Required actions:
A) According to the removable wallpaper post, what size is the marbled paper sheet?
B) Does each statement agree with the removable wallpaper post? Give yes or no for each, and quote the deciding words. (i) The project was finished more than three months before it was shared. (ii) The author pulled off both sides of the tape backing at once. (iii) The author used double sided tape along all four edges of each sheet.
C) Set down the part of the removable wallpaper post between "Materials and Tools" and "not to worry.", inclusive, with no changes.

Extract provided:
==========

There is no doubt I made you lovelies wait just a tad for this DIY project. I could tell you that I am sorry for that, and I am, but the truth is I have been blogging in slow motion since hatching the bird more than a year ago. Can't seem to snap out of it- do any of you have this problem? I'm sure I'm not alone here… it must be a bit like Mommy Brain, which by the way also hasn't gone away for me since bird #2 yet, eek! Anyhoo, as I was saying, the truth of the matter here is that I have had this project done for more than 3 months. Yep, I've been holding out on you… Actually I have just been slammed by life happening and so I chose to embrace it in this instance and let time do the telling on whether or not my method for this project would hold for longevity. And, after what is probably closer to 5 months (I constantly underestimate time), I'm happy to report that the process I am about to share with you is still going strong and shows no signs whatsoever of coming apart at the seams, pun completely intended!

Hold on to your socks folks, I'm about to blow your mind with the simplicity and budget friendliness of this fab project!

Materials and Tools for DIY Home Decor // How To Make Your Own Removable Wallpaper


Marbled Paper – 24″ x 36″ or a paper of your choosing.

Double Sided Photo + Document Tape


That's it. Except you may benefit from a ruler or long straight edge to act as a guide for cutting, and an exacto knife to touch up your edges if you get a bit crazy, but honestly you can simply overlap a bit more if you are off a tad on your cut dimensions, so not to worry.

Placing the Tape for DIY Home Decor // How To Make Your Own Removable Wallpaper

Ok so here is the skinny… Depending on the size of the area you plan to paper, you may need to cut your sheets down to size. I attempted to find pieces that either complimented each other in pattern or were very contrasting so that it would stand out and look like different sheets or tiles. I varied which of these I did depending on what I had in my patterning. For my space the size was such that I could place a whole sheet, then overlap a second sheet just a tad and cut off about 11″ of excess. I did this in an every other pattern so that the top row had the left sheet as it's whole sheet, and the second row had the right sheet as the whole sheet. There is nothing worse than a bunch of accidentally aligned seams. It looks odd, trust me on that.

Once you have your pattern figured out, place strips of the double sided tape along all 4 edges of your paper. I did a test fit before I removed the tape backing and actually stuck the sheets onto the wall. I also only removed one side of the tape backing at a time so that I could smooth and readjust as needed. I would begin on the top edge and peel back just a few inches of the tape backing, then smooth and peel for the remainder of that edge, a little at a time. This kept me from sticking an edge down and having to peel it off to adjust. Since the pattern is organic and relatively busy, it's pretty hard to screw this up, but having a crooked sheet near an edge can be a tad obvious depending on the overlap.

==========

Information provided:
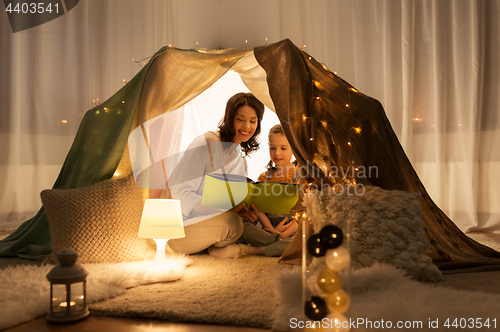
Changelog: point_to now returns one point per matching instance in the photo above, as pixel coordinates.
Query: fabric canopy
(329, 124)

==========

Written answers:
A) 24″ x 36″

B)
(i) Yes: "I have had this project done for more than 3 months."
(ii) No: "I also only removed one side of the tape backing at a time so that I could smooth and readjust as needed."
(iii) Yes: "place strips of the double sided tape along all 4 edges of your paper."

C)
Materials and Tools for DIY Home Decor // How To Make Your Own Removable Wallpaper


Marbled Paper – 24″ x 36″ or a paper of your choosing.

Double Sided Photo + Document Tape


That's it. Except you may benefit from a ruler or long straight edge to act as a guide for cutting, and an exacto knife to touch up your edges if you get a bit crazy, but honestly you can simply overlap a bit more if you are off a tad on your cut dimensions, so not to worry.